◆ Task description ◆
Can you reproduce the listing below from its start through the line containing "[187,42,281,80]", keeping every request line as is but shifting each bounding-box coordinate in the answers up by 125? Leave the pictures out of your answer.

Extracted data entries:
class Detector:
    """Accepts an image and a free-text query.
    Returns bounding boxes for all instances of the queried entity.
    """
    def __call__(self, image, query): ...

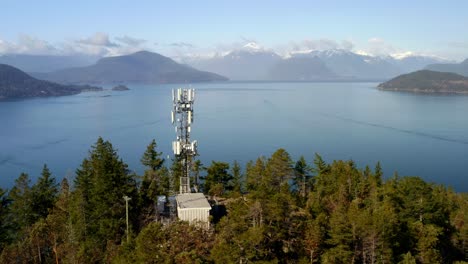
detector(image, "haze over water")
[0,82,468,192]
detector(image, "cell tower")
[171,88,197,194]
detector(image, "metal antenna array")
[171,88,197,194]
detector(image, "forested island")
[0,64,102,100]
[378,70,468,94]
[0,138,468,263]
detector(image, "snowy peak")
[242,42,265,52]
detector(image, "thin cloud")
[0,35,59,55]
[169,42,195,49]
[115,35,147,46]
[76,32,119,47]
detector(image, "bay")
[0,82,468,192]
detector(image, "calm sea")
[0,82,468,192]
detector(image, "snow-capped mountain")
[290,49,400,80]
[269,56,339,81]
[186,46,450,81]
[187,42,281,80]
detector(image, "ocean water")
[0,82,468,192]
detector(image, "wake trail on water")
[263,99,468,145]
[317,112,468,145]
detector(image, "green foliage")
[135,222,212,264]
[204,161,233,196]
[0,143,468,263]
[141,139,164,171]
[31,164,58,218]
[72,138,137,261]
[231,161,243,195]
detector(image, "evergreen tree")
[140,139,170,223]
[245,157,266,192]
[264,149,294,192]
[141,139,164,171]
[293,156,310,198]
[204,161,233,196]
[231,161,243,195]
[72,138,137,262]
[31,164,58,218]
[8,173,35,240]
[0,188,11,252]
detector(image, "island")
[112,84,130,91]
[377,70,468,94]
[0,64,103,100]
[33,51,228,84]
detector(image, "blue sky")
[0,0,468,60]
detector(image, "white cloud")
[115,35,146,46]
[169,42,195,49]
[76,32,118,47]
[0,35,58,55]
[0,32,152,56]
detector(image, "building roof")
[176,193,211,209]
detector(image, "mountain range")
[0,64,102,99]
[426,59,468,77]
[184,43,447,80]
[378,70,468,94]
[32,51,227,84]
[0,54,99,72]
[0,48,460,84]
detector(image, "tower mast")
[171,88,197,194]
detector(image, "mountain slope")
[0,54,98,72]
[291,49,401,79]
[378,70,468,94]
[426,59,468,77]
[35,51,227,83]
[269,57,337,81]
[0,64,102,99]
[190,48,281,80]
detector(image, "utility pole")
[123,195,132,243]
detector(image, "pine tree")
[0,188,11,252]
[293,156,310,198]
[204,161,233,196]
[31,164,58,218]
[8,173,35,237]
[72,138,138,262]
[231,161,243,195]
[263,149,294,192]
[141,139,164,171]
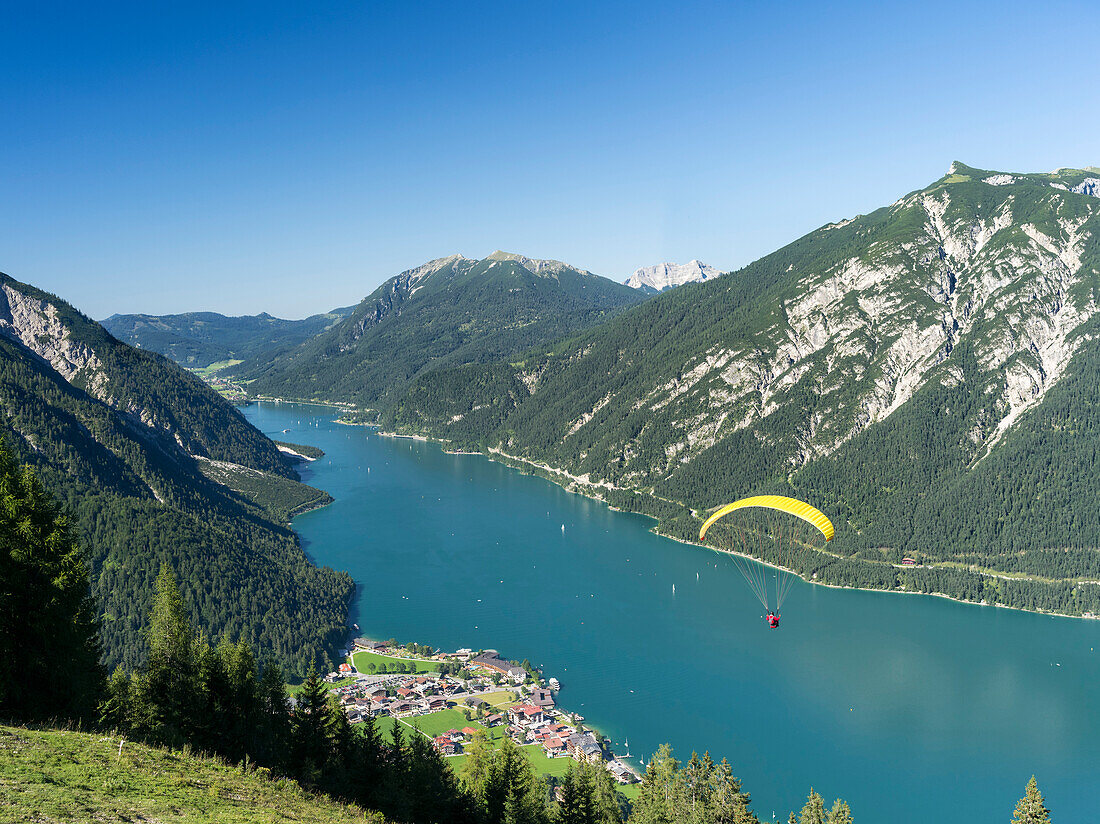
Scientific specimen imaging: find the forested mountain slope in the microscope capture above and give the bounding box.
[386,163,1100,613]
[233,252,646,408]
[102,306,353,369]
[0,276,352,671]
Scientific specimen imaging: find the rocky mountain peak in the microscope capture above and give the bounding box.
[625,260,722,293]
[485,249,575,275]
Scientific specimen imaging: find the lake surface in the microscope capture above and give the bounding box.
[245,404,1100,824]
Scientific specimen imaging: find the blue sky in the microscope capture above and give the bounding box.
[0,0,1100,318]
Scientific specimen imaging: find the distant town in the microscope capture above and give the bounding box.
[325,638,638,784]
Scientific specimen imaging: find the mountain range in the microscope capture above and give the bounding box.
[385,163,1100,613]
[231,252,646,409]
[0,275,352,672]
[102,306,352,369]
[625,261,722,295]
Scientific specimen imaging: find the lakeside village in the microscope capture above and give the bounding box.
[314,638,639,784]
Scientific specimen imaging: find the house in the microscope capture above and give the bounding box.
[542,736,565,758]
[431,735,459,756]
[531,688,553,706]
[507,667,527,684]
[508,704,547,724]
[565,733,604,763]
[607,761,638,784]
[470,652,512,675]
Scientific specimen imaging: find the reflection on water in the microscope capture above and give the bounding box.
[246,405,1100,824]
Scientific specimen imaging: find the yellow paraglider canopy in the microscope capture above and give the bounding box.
[699,495,834,541]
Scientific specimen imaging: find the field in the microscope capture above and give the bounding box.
[363,708,640,801]
[402,710,481,738]
[0,726,382,824]
[191,359,244,377]
[477,690,516,710]
[351,650,442,673]
[376,708,505,741]
[286,678,355,695]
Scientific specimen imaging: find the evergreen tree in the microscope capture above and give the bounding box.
[99,664,133,730]
[630,744,680,824]
[290,667,330,783]
[0,442,105,722]
[1012,776,1051,824]
[254,658,290,766]
[581,763,625,824]
[827,799,851,824]
[714,758,757,824]
[350,715,385,810]
[135,564,200,746]
[799,788,826,824]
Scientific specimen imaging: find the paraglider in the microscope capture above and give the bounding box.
[699,495,835,629]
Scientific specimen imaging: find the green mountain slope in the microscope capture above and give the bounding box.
[0,726,384,824]
[233,252,646,408]
[385,164,1100,613]
[0,272,352,672]
[102,306,353,369]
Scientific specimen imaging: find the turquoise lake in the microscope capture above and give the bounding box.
[245,404,1100,824]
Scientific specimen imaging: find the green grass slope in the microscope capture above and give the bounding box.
[0,726,384,824]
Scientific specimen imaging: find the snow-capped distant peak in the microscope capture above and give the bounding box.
[626,261,722,292]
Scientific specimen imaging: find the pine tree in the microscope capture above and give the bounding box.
[630,744,680,824]
[799,788,826,824]
[292,667,329,783]
[826,799,851,824]
[255,658,290,766]
[134,564,201,746]
[1012,776,1051,824]
[351,715,385,810]
[583,763,623,824]
[714,758,756,824]
[0,442,106,722]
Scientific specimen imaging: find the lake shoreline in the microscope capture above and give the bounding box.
[367,421,1100,620]
[255,397,1100,620]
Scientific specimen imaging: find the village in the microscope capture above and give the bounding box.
[326,638,638,785]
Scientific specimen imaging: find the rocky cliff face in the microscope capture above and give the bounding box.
[0,275,297,477]
[391,164,1100,494]
[0,283,107,400]
[585,164,1100,484]
[625,261,722,294]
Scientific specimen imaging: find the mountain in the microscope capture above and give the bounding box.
[0,275,353,672]
[233,252,646,409]
[102,306,352,369]
[625,261,722,295]
[385,163,1100,614]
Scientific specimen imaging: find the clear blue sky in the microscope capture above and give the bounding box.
[0,0,1100,318]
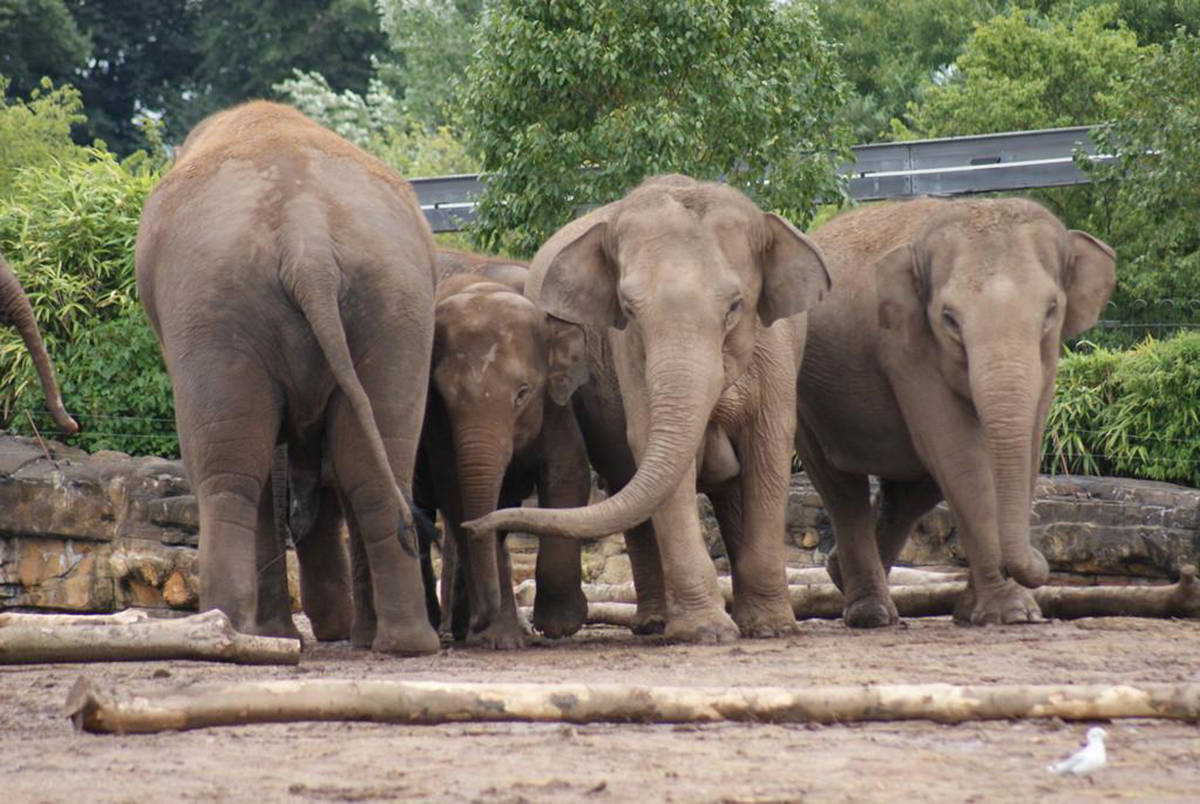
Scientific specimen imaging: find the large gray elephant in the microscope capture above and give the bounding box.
[470,175,829,641]
[796,198,1116,626]
[416,250,592,648]
[0,256,79,436]
[137,102,439,654]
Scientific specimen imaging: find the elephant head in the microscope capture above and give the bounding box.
[876,198,1116,587]
[0,257,79,436]
[469,175,829,538]
[431,275,586,518]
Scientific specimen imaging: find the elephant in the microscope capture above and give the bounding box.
[796,198,1116,628]
[467,175,829,642]
[415,250,592,648]
[136,101,440,654]
[0,256,79,436]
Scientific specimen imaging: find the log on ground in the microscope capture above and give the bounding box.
[65,677,1200,734]
[0,610,300,665]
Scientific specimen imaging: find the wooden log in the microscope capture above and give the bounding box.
[0,608,150,628]
[65,677,1200,734]
[0,610,300,665]
[787,566,967,586]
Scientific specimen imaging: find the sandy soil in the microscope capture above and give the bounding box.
[0,618,1200,804]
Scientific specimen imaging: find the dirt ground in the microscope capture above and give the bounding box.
[0,618,1200,804]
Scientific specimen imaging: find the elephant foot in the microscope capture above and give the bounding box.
[826,545,846,594]
[533,587,588,640]
[371,617,442,656]
[954,581,1046,625]
[662,611,740,644]
[733,600,800,640]
[841,590,900,628]
[467,618,529,650]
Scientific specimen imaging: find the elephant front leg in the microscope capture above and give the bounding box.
[796,421,900,628]
[652,463,738,642]
[709,484,798,638]
[533,404,592,640]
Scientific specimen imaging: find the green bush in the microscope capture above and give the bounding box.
[1043,332,1200,486]
[0,150,178,455]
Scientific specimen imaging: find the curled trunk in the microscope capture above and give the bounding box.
[468,344,721,539]
[0,258,79,436]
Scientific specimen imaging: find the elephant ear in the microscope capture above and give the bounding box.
[875,242,925,337]
[1062,229,1117,338]
[546,316,588,404]
[538,221,625,329]
[758,212,830,326]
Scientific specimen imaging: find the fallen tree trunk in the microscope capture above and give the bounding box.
[65,677,1200,734]
[549,566,1200,626]
[0,610,300,665]
[0,608,150,628]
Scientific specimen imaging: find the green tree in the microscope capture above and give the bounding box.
[0,76,86,199]
[68,0,200,155]
[0,0,91,95]
[896,4,1141,137]
[466,0,848,254]
[376,0,484,128]
[0,150,178,455]
[815,0,1006,143]
[1091,32,1200,323]
[188,0,385,127]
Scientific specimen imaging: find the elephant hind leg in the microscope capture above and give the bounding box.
[326,394,440,654]
[875,476,942,572]
[173,353,280,635]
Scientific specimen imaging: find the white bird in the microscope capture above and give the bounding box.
[1046,726,1108,776]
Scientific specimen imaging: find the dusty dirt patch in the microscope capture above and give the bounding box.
[0,618,1200,803]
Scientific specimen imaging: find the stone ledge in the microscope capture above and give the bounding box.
[0,436,1200,611]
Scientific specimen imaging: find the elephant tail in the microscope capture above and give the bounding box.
[282,248,418,557]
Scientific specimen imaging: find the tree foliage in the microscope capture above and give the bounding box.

◆ Full answer ◆
class Detector:
    """Accepts an image and a free-text query.
    Returns bounding boxes for all instances of the queried entity.
    """
    def __call__(self, image, query): ...

detector(image, "haze over water")
[125,207,593,317]
detector(image, "cell tower")
[296,213,322,319]
detector(image, "metal antenna array")
[296,213,322,319]
detector(image, "forested island")
[125,189,227,225]
[503,195,593,219]
[125,263,593,388]
detector(image, "snowy peak")
[367,167,390,177]
detector(image, "thin cloud")
[125,160,184,180]
[294,167,320,174]
[240,160,272,171]
[201,157,244,172]
detector(image, "bay")
[125,207,593,317]
detector(image, "calm sea")
[125,207,593,317]
detector(image, "snow-capped mountain")
[415,174,525,205]
[394,181,464,206]
[311,171,575,206]
[312,167,406,205]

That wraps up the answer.